- **To-do list**
**1.** In the bug report below, shorten the paragraph beginning "That self.fs.read seems to be trying" while keeping its main facts.
**2.** According to the bug report below, which version fixed the problem?

- **Excerpted passage**
========
Bug 227365

Summary: diskdumpmsg fails with dumps from large memory systems
Product: Red Hat Enterprise Linux 4 Reporter: Bryn M. Reeves <bmr>
Component: diskdumputilsAssignee: Takao Indoh <tindoh>
Status: CLOSED ERRATA QA Contact:
Severity: medium Docs Contact:
Priority: high    
Version: 4.4CC: jhrozek, ktokunag, lwang, tao
Target Milestone: ---   
Target Release: ---   
Hardware: All   
OS: Linux   
Whiteboard:
Fixed In Version: RHBA-2007-0717 Doc Type: Bug Fix
Doc Text:
Story Points: ---
Clone Of: Environment:
Last Closed: 2007-11-15 15:59:02 UTC Type: ---
Regression: --- Mount Type: ---
Documentation: --- CRM:
Verified Versions: Category: ---
oVirt Team: --- RHEL 7.3 requirements from Atomic Host:
Cloudforms Team: --- Target Upstream Version:
Embargoed:
Bug Depends On:    
Bug Blocks: 222397, 234251    
Attachments:
Description Flags
diskdumpmsg.diff none

Description Bryn M. Reeves 2007-02-05 16:47:45 UTC
Description of problem:
diskdumpmsg emits a backtrace when run on a vmcore from a system with large
amounts of RAM (reported on an ia64 with ~2Tb):

Traceback (most recent call last):
 File "/sbin/diskdumpmsg", line 916, in ?
   vmcore = Vmcore.generate(vmcorefile)
 File "/sbin/diskdumpmsg", line 306, in generate
   return subclass(vmcore, map)
 File "/sbin/diskdumpmsg", line 621, in __init__
   self.memory_dump(self.datafilename)
 File "/sbin/diskdumpmsg", line 678, in memory_dump
   page_desc_raw = self.fd.read(pd_size * self.header.max_mapnr)
OverflowError: requested number of bytes is more than a Python string can
hold
Version-Release number of selected component (if applicable):

That self.fs.read seems to be trying to slurp up the entire set of page
descriptors in one read. When max_mapnr exceeds 178956970, this amounts to >4Gb
and fails with "requested number of bytes is more than a Python string can
hold".

How reproducible:
100%

Steps to Reproduce:
1. Generate a vmcore from a machine with several Tb of memory
2. Attempt to process the core with diskdumpmsg
  
Actual results:
Backtrace listed above.

Expected results:
diskdumpmsg reads core correctly.
========
- **Recorded data**

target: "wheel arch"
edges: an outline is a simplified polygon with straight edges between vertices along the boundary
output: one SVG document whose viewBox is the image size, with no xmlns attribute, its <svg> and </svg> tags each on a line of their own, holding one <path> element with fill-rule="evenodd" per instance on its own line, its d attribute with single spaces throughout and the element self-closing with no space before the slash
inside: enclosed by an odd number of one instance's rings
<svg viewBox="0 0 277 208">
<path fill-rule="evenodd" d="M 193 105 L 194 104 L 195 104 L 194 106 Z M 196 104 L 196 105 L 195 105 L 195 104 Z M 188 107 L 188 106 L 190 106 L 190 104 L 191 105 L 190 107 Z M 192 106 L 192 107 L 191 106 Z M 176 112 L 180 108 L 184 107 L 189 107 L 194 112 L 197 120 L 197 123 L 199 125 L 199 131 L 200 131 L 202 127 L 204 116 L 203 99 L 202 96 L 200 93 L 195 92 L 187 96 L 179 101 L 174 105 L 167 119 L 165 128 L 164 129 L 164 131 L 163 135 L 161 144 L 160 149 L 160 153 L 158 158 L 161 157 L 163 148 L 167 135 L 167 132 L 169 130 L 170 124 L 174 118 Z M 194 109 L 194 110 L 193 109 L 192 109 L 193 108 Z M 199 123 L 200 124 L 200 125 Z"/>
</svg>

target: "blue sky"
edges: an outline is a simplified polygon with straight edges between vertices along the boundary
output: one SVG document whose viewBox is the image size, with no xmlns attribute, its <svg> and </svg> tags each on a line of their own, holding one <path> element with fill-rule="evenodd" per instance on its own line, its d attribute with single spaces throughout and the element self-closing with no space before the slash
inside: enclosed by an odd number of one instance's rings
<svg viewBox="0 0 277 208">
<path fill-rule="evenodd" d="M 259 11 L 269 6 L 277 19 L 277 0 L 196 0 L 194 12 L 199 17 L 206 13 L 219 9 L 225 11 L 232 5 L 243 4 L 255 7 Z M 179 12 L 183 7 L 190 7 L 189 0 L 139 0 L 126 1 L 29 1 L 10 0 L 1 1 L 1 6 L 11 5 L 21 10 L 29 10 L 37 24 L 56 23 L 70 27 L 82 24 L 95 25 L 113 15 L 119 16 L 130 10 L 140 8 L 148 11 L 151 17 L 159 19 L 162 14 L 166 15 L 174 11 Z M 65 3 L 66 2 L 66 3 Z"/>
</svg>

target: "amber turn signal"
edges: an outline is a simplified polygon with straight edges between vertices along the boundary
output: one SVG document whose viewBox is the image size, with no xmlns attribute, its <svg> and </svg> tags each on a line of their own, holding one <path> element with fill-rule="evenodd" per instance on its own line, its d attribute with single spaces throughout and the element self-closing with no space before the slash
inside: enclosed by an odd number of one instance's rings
========
- **Results of the tasks**
**1.** The read call appears to load all page descriptors at once. When max_mapnr is above 178956970, the read exceeds 4Gb and fails with "requested number of bytes is more than a Python string can hold".

**2.** RHBA-2007-0717